DIRECTIVES:
1: Extract the passage of the Supreme Court immigration ruling article from "Writing for a" to "the inspection booth.", copying it word for word.
2: Pick out every line in the records that contains the string "glass", and copy each one unchanged.

SELECTED EXTRACT:
+-------+
Writing for a six-justice majority, Justice Clarence Thomas held that INA §1101(a)(13)(C)(v) "incorporates by reference" the offenses listed in §1182(a)(2) — "not its requirement of conviction." A lawful permanent resident who "has committed" a crime involving moral turpitude "can be regarded as seeking an admission" the moment he crosses the border, even if the conviction comes later. The government's burden, the Court reasoned, arises in removal proceedings before an immigration judge — not at the inspection booth.
Justice Ketanji Brown Jackson, joined by Justices Sonia Sotomayor and Elena Kagan, dissented sharply. "I worry that the Court has now handed the Government a massive blank check," Jackson wrote in dissent, warning that the majority leaves green-card holders in "immigration limbo" before they have been convicted of anything.
The procedural switch that changes everything
The stakes turn on a technical but decisive shift in the burden of proof.
Under long-standing Board of Immigration Appeals precedent — Matter of Rivens, 25 I. & N. Dec. 623 (BIA 2011) — the government must prove by clear and convincing evidence that a returning LPR falls within one of the six statutory exceptions to admitted status. The dispute in Blanche v. Lau was when that burden bites. In its merits response brief, Lau's counsel argued that the government must have the evidence "at the time the LPR reenters the country" — otherwise DHS lacks the authority to parole rather than admit.
Thomas's majority disposes of that sequence. Border officers may now parole an LPR on the basis of an arrest, a pending indictment, or an incident report — evidence that would not survive a criminal trial — and let a subsequent conviction retroactively validate the classification. The consequence, per the Supreme Court syllabus: once paroled rather than admitted, an LPR "can be turned away, detained, or conditionally let back into the country" — and the parole "often goes hand in hand with confiscation of the LPR's physical green card."
An amicus brief from the Asian American Legal Defense and Education Fund put the practical arithmetic plainly: under the government's "parole-and-see" approach, an officer could rely on "arrest records, incident reports, or their subjective suspicion alone" — a "dangerously low bar with no defined stopping point."
Why this ruling landed on top of an enforcement wave
Blanche v. Lau did not create a new border regime. It legalized one already in operation.
Beginning in February 2025, U.S. Customs and Border Protection began sweeping up returning green-card holders whose criminal records had, for years, been treated as immigration-irrelevant. NPR reported the case of Lewelyn Dixon, a 64-year-old Filipina LPR of 50 years, detained at Sea-Tac Airport over a 2001 embezzlement conviction of roughly $6,500 and held in ICE custody for nearly three months. Fabian Schmidt, a German-born electrical engineer, was detained at Boston Logan over a decade-old California marijuana misdemeanor that had been dismissed. Immigration attorney Benjamin Osorio told NPR he had not seen such cases in 12 years of practice before February 2025, and had picked up three more in months — an anecdotal signal that CBP's discretion at the border had shifted before any court blessed it.
CBP framed the shift as routine. "The Trump administration is enforcing immigration laws, something the previous administration failed to do," the agency told NPR. Reporter Martin Kaste noted that only "a fraction of 1% of the 13 million green card holders" had been refused reentry this way — a small share, but one that now sits atop a statute the Court has read to permit far more.
+-------+
RECORDS FOR THIS EXERCISE:
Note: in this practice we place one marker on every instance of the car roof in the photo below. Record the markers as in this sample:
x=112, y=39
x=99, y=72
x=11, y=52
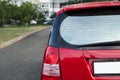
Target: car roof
x=90, y=5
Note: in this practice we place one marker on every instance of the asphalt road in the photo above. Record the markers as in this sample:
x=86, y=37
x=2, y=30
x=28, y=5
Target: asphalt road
x=22, y=60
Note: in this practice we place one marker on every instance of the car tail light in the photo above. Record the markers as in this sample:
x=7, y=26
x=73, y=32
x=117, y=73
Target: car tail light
x=51, y=70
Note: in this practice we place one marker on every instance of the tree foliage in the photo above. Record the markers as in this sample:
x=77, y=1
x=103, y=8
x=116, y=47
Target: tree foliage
x=10, y=12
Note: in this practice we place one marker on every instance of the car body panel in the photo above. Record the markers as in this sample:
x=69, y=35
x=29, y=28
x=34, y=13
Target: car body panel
x=77, y=64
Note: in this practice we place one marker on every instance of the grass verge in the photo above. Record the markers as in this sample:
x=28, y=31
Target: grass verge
x=7, y=34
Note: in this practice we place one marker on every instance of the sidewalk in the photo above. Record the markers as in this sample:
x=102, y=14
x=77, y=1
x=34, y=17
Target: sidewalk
x=12, y=41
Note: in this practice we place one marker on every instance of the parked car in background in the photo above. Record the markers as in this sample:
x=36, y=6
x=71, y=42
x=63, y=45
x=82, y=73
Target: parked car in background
x=84, y=43
x=49, y=22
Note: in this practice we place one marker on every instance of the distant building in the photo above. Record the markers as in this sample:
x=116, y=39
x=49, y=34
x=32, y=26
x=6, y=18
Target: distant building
x=48, y=7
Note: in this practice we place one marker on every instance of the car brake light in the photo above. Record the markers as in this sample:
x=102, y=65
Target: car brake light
x=51, y=70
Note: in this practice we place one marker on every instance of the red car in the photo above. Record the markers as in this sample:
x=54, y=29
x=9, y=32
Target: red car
x=84, y=43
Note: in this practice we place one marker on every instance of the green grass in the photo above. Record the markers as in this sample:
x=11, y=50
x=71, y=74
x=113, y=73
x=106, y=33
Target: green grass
x=7, y=34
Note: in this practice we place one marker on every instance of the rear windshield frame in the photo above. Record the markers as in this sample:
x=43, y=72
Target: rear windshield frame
x=55, y=38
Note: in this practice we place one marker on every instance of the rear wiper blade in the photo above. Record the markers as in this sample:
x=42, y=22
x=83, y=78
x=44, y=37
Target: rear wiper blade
x=110, y=43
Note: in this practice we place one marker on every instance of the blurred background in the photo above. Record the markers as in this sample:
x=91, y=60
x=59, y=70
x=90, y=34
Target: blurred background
x=32, y=12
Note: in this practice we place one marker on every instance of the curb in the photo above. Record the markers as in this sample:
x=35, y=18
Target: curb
x=12, y=41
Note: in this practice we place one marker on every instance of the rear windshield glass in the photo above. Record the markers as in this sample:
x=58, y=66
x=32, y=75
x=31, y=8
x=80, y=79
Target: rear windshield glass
x=82, y=30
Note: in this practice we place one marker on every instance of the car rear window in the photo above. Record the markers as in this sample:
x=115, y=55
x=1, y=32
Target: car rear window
x=82, y=30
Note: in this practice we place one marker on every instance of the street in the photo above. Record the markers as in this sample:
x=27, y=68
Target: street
x=22, y=60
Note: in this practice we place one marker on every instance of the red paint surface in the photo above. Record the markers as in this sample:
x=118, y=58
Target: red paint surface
x=77, y=64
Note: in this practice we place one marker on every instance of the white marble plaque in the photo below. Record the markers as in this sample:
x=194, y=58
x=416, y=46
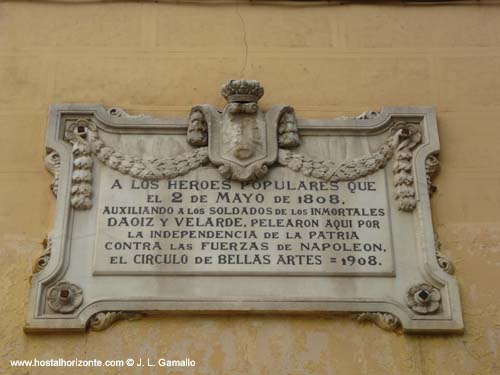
+-------+
ANSWERS FOR THIS EXERCISE:
1:
Writing for a six-justice majority, Justice Clarence Thomas held that INA §1101(a)(13)(C)(v) "incorporates by reference" the offenses listed in §1182(a)(2) — "not its requirement of conviction." A lawful permanent resident who "has committed" a crime involving moral turpitude "can be regarded as seeking an admission" the moment he crosses the border, even if the conviction comes later. The government's burden, the Court reasoned, arises in removal proceedings before an immigration judge — not at the inspection booth.

2:
Note: in this practice we place one marker on every instance of the rear windshield glass in the photo above. Record the markers as in this sample:
Target: rear windshield glass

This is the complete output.